### PROBLEM
Count the lines in the data below that contain the string "wooden", matching case exactly, and reply with only that number.

### EXERCISE MATERIALS
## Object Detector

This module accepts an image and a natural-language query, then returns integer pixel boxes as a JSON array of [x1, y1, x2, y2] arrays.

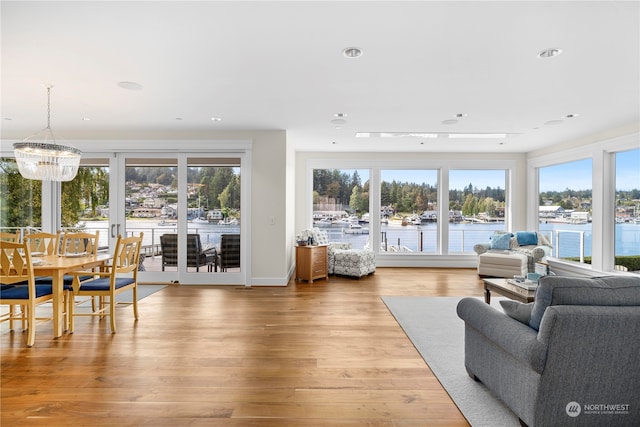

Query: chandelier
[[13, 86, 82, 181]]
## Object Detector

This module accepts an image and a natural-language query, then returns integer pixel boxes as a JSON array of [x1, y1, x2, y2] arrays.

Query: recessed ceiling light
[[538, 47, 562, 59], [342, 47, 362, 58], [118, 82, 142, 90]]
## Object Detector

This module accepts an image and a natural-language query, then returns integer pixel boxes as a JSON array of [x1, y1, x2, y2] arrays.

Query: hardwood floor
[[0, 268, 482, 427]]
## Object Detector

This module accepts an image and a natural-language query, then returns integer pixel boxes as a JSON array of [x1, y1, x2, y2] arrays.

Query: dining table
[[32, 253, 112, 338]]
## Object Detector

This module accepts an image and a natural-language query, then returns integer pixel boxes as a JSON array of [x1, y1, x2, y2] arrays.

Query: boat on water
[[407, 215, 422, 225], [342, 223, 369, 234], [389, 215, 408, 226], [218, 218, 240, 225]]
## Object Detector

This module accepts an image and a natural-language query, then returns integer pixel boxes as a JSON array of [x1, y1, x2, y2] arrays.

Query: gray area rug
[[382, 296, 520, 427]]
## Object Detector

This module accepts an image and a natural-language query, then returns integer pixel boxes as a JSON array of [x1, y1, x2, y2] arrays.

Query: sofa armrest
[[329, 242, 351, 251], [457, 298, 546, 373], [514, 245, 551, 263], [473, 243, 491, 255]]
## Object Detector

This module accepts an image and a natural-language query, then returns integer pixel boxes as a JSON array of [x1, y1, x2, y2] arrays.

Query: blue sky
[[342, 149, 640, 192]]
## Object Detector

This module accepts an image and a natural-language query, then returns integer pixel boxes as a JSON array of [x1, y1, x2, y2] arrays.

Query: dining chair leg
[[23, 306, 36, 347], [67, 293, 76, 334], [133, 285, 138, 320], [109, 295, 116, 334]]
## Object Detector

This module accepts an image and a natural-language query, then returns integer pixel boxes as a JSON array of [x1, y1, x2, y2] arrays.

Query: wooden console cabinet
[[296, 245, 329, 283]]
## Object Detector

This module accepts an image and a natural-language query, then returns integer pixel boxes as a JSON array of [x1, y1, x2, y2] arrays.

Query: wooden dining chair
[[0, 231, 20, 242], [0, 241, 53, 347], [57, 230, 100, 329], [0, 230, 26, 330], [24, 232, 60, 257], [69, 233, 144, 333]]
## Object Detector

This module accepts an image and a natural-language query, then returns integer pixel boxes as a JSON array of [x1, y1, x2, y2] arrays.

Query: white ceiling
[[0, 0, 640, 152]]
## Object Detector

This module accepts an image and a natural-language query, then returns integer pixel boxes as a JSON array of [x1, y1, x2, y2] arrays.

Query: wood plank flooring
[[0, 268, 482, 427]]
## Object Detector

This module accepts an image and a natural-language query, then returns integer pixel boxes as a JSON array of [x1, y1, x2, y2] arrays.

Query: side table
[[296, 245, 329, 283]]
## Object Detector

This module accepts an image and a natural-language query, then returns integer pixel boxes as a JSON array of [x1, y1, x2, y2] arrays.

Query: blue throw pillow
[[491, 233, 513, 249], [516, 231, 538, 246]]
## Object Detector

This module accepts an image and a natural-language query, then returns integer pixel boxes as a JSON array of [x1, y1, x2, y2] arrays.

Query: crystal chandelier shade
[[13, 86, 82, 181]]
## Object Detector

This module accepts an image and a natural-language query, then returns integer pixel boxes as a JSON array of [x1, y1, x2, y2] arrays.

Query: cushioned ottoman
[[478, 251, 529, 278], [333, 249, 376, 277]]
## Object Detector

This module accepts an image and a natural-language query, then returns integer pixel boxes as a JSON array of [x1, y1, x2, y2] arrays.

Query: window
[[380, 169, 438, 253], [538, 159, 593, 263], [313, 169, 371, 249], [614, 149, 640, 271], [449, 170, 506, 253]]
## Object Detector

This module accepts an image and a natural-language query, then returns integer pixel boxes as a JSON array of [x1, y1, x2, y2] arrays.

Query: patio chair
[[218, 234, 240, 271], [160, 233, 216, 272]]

...

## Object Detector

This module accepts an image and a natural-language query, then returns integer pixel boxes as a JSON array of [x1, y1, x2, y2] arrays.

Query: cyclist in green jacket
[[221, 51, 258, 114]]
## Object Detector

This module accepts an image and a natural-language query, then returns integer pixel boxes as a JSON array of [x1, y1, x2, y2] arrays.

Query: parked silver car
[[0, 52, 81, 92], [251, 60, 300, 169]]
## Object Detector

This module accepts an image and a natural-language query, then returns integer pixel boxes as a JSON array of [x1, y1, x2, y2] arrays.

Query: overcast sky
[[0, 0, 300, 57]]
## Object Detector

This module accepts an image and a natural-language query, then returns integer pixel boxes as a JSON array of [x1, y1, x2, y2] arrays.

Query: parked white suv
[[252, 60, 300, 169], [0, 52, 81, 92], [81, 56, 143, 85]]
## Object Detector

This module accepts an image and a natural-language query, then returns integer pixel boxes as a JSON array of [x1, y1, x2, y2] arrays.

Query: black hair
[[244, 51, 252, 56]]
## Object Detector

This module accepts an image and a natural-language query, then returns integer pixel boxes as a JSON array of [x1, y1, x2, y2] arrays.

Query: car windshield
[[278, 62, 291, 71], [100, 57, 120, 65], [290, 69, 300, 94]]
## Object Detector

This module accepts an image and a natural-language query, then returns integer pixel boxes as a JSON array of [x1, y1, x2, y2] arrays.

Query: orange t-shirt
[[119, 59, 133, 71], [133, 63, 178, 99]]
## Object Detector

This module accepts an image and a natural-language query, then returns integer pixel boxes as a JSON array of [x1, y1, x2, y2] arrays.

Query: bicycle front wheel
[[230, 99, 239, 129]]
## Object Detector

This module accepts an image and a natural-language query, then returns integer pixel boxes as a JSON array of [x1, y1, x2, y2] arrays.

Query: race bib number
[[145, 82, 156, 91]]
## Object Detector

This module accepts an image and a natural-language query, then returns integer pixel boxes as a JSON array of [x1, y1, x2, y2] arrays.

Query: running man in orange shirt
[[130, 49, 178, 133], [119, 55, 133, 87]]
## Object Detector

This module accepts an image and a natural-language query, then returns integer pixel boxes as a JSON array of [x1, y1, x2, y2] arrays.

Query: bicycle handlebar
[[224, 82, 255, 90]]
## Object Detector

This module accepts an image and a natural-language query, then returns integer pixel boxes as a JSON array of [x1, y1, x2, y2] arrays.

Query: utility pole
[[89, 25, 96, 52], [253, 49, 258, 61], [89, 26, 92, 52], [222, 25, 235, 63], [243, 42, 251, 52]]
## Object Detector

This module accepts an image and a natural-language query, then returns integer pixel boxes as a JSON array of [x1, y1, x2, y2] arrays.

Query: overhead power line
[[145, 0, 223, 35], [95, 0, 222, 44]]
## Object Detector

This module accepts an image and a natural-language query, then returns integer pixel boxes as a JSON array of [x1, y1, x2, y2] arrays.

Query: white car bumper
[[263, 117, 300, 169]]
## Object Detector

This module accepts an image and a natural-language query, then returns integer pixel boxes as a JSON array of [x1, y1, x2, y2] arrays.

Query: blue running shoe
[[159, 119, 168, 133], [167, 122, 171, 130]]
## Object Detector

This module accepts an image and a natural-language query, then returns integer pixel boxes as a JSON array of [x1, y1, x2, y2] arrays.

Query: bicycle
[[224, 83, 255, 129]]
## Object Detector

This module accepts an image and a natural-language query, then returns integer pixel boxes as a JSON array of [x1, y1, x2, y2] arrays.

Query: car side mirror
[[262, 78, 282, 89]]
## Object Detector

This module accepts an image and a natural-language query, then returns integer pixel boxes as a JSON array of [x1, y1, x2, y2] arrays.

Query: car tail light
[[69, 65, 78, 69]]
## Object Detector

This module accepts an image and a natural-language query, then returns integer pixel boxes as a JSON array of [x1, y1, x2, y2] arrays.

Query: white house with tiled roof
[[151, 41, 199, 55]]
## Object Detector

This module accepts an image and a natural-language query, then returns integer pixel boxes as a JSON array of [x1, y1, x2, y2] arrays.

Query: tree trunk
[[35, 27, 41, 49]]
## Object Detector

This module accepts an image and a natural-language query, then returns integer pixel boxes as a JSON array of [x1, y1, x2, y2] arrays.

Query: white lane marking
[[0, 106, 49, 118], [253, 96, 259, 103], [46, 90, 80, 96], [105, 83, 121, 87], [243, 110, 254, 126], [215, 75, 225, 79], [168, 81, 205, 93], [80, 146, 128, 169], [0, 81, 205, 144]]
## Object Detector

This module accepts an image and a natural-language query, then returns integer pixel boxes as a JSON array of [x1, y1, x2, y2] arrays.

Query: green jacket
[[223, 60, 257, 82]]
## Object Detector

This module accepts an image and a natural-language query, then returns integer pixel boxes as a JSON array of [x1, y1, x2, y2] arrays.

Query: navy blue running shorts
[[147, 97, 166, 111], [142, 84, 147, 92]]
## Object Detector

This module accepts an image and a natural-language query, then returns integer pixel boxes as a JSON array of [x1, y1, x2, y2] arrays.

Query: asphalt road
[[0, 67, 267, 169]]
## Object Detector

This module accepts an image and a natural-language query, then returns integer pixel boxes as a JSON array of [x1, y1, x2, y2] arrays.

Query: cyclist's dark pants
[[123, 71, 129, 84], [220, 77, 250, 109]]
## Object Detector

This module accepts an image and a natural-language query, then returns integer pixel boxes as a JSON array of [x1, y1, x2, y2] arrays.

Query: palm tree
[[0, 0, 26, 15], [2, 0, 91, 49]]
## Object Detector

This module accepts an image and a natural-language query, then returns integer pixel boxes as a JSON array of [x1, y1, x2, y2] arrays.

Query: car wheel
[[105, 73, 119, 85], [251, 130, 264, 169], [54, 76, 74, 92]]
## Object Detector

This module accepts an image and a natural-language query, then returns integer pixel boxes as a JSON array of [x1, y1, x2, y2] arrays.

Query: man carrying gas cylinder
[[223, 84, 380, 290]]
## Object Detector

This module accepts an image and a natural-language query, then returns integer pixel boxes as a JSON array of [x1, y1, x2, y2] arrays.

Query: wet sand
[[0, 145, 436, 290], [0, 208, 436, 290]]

### REPLY TO THE EXERCISE
2